» Source extract:
The things that I like during winter time are less people come to my workplace and the business closed early. I can go back home early and have nice sleep. But wait final is just around the corner. I need to sacrifice to study a lot just for 2 weeks for a better result this fall term. I have
pet e 362 on this Tuesday, chem 371 on Wednesday, pet e 364 on next Monday n finally pet e 365 on next Tuesday.

The next day after pet e 365, I am going to Vancouver and Seattle just to see something new and get away from this COLDEST E in the world. I feel so sleepy... tdo la lagi bagus... chow swisso bro

Thursday, November 12, 2009

Rumahku syurgaku...

After waiting for about 1 year, finally, my application to move in to new room which is a one bedroom apartment was accepted. I am really happy since 1 year ago, I lived with disgusting roommate . Let me show you how my new room looks like:


Living room


Study space
Bedroom

Kitchen

Although this house is really nice for me, it is just temporary because I live in this house just for a while till I finish study at this university. Nothing is better than my house in Malaysia. I got my my own bed, and my own stuff... home sweet home... But most important is I got my family inside the house. Here, I am just alone. By the way, alhamdulillah I still have a house to live in compared to homeless people.

» Task set:
**1)** List each exam the blog post names, with the day it falls on.
**2)** Write a continuation of the blog post about winter finals and the new apartment, beginning after its final sentence.

» Data extract:
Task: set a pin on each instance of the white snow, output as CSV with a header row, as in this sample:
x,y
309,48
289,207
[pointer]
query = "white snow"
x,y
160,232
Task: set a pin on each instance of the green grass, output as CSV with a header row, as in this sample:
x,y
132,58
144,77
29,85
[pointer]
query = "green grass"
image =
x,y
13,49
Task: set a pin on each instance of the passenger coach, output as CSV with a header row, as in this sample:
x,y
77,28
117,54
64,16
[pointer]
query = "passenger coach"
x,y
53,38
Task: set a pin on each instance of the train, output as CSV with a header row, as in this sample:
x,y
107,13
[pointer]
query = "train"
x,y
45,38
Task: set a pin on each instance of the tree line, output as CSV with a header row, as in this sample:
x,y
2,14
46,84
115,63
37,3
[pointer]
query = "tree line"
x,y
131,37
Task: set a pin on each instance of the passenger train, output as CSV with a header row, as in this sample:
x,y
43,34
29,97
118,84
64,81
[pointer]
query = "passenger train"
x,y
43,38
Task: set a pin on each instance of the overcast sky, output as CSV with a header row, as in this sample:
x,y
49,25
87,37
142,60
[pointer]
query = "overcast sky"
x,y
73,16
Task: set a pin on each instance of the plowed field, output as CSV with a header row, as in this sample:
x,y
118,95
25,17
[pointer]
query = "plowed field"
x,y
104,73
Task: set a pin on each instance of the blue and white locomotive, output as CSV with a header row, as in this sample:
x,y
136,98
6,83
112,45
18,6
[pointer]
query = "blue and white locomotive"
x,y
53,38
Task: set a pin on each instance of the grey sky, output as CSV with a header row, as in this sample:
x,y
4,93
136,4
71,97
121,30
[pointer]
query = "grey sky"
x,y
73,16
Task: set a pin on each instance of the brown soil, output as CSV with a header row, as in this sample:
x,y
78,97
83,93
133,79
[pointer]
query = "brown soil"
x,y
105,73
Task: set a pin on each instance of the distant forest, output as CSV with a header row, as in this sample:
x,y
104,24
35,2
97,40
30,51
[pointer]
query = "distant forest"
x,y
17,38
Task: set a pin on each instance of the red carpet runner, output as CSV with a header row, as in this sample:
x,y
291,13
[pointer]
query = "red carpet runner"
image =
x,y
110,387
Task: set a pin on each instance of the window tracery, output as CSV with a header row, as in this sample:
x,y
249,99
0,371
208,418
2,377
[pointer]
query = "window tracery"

» Answers by item number:
**1)**
pet e 362 on Tuesday
chem 371 on Wednesday
pet e 364 on next Monday
pet e 365 on next Tuesday

**2)**
I miss this house.

My father sometimes told me, "Make your small house as a small heaven on earth". This seems to be true for me right. Betcha , Abah.....



Sunday, November 1, 2009

Friends... happiness or headache

"True friendship is a plant of slow growth, and must undergo and withstand the shocks of adversity before it is entitled to the appellation."
- George Washington

Sigh... lately I am really tired of thinking this friendship matter. Why this happen although I did not ask for it... misunderstanding, different feeling, different rhythm and many stupid things appear at this moment. "Kalau tiada angin masakan pokok boleh bergoyang". Although I play tabla, u play guitar, but still we can create beautiful harmony if we have some sort of understanding. I have tried to understand all my friend feeling but it was really hard to know what was deep inside my friend's heart...If all my friend tell me what they like, what they don't , it will be easy for me to avoid doing so and so but maybe the problem due to "nak simpan2 takut tersinggung".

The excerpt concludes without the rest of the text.